[EXCERPT PROVIDED]

The idea of providing students with meaningful work is a common theme in the educational press these days – and often goes under the term agency. One of the basic ideas here is that we allow students to make decisions and to get used to thinking and acting for themselves, rather than just doing what they are told. That is, of course, one of the central goals of a progressive education, and I am 100% behind it (not withstanding the paradox of a rule of not blindly obeying rules.)
The pedagogy that supports agency can be deceptively simple – asking students lots of open questions; giving them time to discuss; asking them to explain ideas in their own words using their own examples; taking a genuine interest in those ideas; presenting those ideas to the class for peer feedback; choosing their own areas of interest to explore and so on. It can also be taken further, and it’s interesting to see how far we can take this last strategy – which is often called co-constructing the curriculum with students.
We all know that learning is easier when we are really interested in the material we are learning, so adapting the curriculum to suit student interests is appealing – and where they have flexibility, teachers will to some extent do that naturally; for example by spending longer in areas that engage students to learn more deeply. Taken to its extreme, co-construction can mean collaboratively deciding with classes or individuals the entirety of what they learn, and this is a position that finds a lot of advocacy on social media.
So I was interested to read a well-known champion of liberal education, Professor Gert Biesta, arguing against this position. His starting point is that agency is, in itself, a values-neutral quality. Students – and adults, as we can see reading world news – can exercise agency to good or bad ends, and our goal has to be broader than just agency for its own sake.
Biesta’s main point is that as professionals we have a broader responsibility than to offer students what they want and what they are interested in (of course, as parents we know this). Biesta talks about the first gift of teaching – being given what you didn’t ask for and argues that education should give students what they did not ask for – first and foremost because they didn’t even know that they could ask for it. This seems to me to be such common sense, and so aligned with the graduating students who over the years consistently tell us I didn’t see the point of this at first, but by the end I learnt just how relevant and important it is or the long-graduated who write, years later, I didn’t know at the time how valuable all those things I learnt at school would be. There’s also the point that students will never ask to study a lot of things simply because they do not know what they do not know. So the extreme of co-construction would impoverish the scope and breadth of their learning; and a lot of passions would remain dormant because children never came into contact with, say, theatre, service, hiking, cross-country, capacitors, or calculus.
But the key idea here is more than merely encountering new ideas, important though that is. The broader point is that we learn about ourselves, and grow into ourselves as we encounter and challenge our desires – not just follow them. It is a deep human truth that we may not need what we desire, and may not desire what we need – and that’s as true for us as adults as it is for students. Furthermore, the journey of understanding the difference between our needs and desires unfolds over a lifetime. It’s worth quoting Biesta at length:
So the slow work of the educator… is to accompany children on this journey, encouraging them to go on the journey, and helping them to gain insight in their desires, to gain a perspective on their desires, to come into relationship with their desires, so as to find out which desires are going to help them with living one’s life well in the world and which other desires are going to hinder in this task.

[/EXCERPT PROVIDED]
[STUDY MATERIAL]

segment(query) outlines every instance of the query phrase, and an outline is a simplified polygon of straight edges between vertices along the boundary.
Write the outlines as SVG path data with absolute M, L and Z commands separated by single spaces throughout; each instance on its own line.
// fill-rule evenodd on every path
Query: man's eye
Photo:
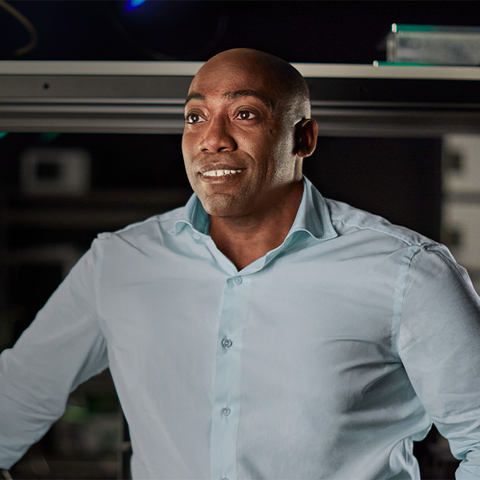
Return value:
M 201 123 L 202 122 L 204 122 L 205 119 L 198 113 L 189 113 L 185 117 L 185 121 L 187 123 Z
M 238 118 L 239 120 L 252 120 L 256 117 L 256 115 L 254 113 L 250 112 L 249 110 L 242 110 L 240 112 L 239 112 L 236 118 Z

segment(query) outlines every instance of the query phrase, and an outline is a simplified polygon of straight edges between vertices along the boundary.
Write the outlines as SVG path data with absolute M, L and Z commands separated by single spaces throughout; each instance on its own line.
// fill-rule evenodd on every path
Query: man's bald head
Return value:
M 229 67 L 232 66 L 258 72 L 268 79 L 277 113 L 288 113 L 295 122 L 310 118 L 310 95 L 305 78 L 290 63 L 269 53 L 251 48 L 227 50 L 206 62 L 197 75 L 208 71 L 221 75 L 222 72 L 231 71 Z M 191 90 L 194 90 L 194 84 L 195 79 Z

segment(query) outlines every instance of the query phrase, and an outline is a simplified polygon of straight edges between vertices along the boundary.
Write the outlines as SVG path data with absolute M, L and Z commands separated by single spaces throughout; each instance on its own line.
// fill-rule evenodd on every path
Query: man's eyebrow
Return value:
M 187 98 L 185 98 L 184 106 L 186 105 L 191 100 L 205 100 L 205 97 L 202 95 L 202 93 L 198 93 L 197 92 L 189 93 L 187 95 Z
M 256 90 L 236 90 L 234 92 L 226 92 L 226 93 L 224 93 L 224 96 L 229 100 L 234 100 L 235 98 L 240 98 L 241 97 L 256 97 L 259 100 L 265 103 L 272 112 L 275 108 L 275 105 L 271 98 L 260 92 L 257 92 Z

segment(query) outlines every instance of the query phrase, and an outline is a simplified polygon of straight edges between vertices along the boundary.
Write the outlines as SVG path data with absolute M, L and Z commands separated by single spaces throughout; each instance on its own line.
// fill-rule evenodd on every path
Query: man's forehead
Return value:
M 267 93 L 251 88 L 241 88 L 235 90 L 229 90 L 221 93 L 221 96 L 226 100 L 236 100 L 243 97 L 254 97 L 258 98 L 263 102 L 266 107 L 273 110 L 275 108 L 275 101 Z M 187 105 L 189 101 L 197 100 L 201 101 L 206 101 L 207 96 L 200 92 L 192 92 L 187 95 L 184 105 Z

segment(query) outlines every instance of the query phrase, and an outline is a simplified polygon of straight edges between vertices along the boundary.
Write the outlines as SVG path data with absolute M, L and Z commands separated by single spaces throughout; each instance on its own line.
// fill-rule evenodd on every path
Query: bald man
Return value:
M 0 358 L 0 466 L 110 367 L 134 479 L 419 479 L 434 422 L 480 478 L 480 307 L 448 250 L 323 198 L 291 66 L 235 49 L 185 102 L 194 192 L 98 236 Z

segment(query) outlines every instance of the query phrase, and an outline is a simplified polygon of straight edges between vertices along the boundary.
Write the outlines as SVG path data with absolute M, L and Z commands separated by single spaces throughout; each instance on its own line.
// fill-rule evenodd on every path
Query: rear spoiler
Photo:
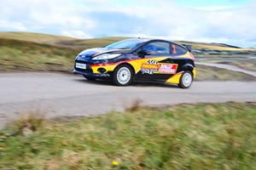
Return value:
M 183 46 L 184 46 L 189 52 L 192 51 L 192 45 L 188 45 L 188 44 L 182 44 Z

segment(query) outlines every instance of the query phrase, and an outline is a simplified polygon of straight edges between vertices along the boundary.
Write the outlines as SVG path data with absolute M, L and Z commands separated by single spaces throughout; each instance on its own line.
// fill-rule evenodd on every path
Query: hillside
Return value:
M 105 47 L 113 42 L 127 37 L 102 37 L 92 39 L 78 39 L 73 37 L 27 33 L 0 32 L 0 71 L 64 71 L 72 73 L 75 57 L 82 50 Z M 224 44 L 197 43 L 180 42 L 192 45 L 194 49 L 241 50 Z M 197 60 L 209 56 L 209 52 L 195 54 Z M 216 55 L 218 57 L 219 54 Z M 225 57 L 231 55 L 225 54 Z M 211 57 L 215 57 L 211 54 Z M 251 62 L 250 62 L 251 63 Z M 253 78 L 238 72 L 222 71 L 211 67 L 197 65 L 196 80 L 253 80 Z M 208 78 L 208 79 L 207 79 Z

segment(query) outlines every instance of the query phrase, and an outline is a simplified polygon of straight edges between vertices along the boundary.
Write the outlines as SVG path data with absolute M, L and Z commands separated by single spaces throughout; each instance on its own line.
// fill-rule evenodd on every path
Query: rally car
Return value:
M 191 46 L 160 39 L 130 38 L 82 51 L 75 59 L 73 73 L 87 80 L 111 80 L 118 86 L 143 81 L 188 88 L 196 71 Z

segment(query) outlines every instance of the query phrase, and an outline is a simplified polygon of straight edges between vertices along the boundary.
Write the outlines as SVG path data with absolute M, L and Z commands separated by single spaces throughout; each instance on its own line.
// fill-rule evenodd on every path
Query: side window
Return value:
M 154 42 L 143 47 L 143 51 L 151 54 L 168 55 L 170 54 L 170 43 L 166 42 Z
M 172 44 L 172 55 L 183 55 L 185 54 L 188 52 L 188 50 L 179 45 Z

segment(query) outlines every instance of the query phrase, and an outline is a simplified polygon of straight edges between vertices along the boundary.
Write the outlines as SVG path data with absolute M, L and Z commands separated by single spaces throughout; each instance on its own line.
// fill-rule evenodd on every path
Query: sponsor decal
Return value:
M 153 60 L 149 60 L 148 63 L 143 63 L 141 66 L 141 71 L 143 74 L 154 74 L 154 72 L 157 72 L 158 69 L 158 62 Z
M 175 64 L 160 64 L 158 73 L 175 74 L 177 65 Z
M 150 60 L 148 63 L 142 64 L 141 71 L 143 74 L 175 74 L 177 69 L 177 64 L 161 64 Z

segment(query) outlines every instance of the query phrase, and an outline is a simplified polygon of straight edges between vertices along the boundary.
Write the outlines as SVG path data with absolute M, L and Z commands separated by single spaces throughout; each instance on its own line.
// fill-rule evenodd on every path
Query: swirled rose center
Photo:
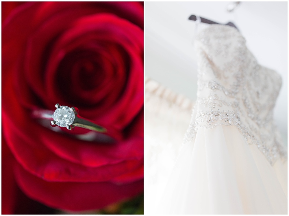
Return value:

[/STUDY MATERIAL]

**EXERCISE TASKS:**
A – Copy out the stretch of the essay on student agency from "We all know" through "its own sake.".
B – In the essay on student agency, what phrase does Biesta use for being given what you didn't ask for?
C – Write the next part of the essay on student agency and co-constructing the curriculum, picking up after the quoted Biesta passage.
The records come from a separate source.

**ANSWERS TO THE PROBLEMS:**
A –
We all know that learning is easier when we are really interested in the material we are learning, so adapting the curriculum to suit student interests is appealing – and where they have flexibility, teachers will to some extent do that naturally; for example by spending longer in areas that engage students to learn more deeply. Taken to its extreme, co-construction can mean collaboratively deciding with classes or individuals the entirety of what they learn, and this is a position that finds a lot of advocacy on social media.
So I was interested to read a well-known champion of liberal education, Professor Gert Biesta, arguing against this position. His starting point is that agency is, in itself, a values-neutral quality. Students – and adults, as we can see reading world news – can exercise agency to good or bad ends, and our goal has to be broader than just agency for its own sake.

B – The first gift of teaching.

C –
One could and should argue that the work of education professionals is not just [to give] students what they ask for, but it is about engaging with them in the process of figuring out what it is that they might need (just as in the medical profession the work of doctors is not just to get patients what they want but to figure out what it is that they need). That makes school, perhaps, a place of revelation.
This last sentence resonated strongly for me last night, as I read it. Last April we held an inspirational two day celebration of 50 years of UWCSEA – our 50th Forum – and some of it felt like a revelation indeed. After a difficult few pandemic years, thousands in our community came together to honour our Mission, and commit to the future. It was just what I needed, though in the intense preparation and run-up it might not have been what I entirely wanted!
So for adults too, we too may need to be invited or guided to things we might not be able to express ourselves. I know that’s how I feel when in conversation someone leads me to an insight that I was perhaps dimly aware of but couldn’t quite put my finger on. This is a common theme in the leadership literature; John Gardner argues that the most gifted leaders understand that the needs of people cannot be fully plumbed by asking them what they want or why they want it. One of the deepest of truths about the cry of the human heart is that it is so often muted, so often a cry that is never uttered.
At our Forum, we heard the Executive Director of UWC Movement, Faith Abiodun, speak about the possibility and promise inherent in the future of the UWC Movement. He was unquestionably inspirational, but what was most uplifting about the conference for me was the idea that he awoke precisely those things suppressed over the pandemic years, and we all knew it as we heard him speak. Gardner hits the nail on the head:…beneath the surface ….are dormant volcanoes of emotion and motivation. Oddly, when leaders tap those geothermal sources and evoke intense responses, we attribute the intensity not to the subterranean fires but to charisma in the leader.
The best leaders, and the best teachers sense what we need, even though we can’t articulate it for ourselves. There is much to learn here.
With thanks to Gemma Dawson and Ellie Alchin for conversation and insights here.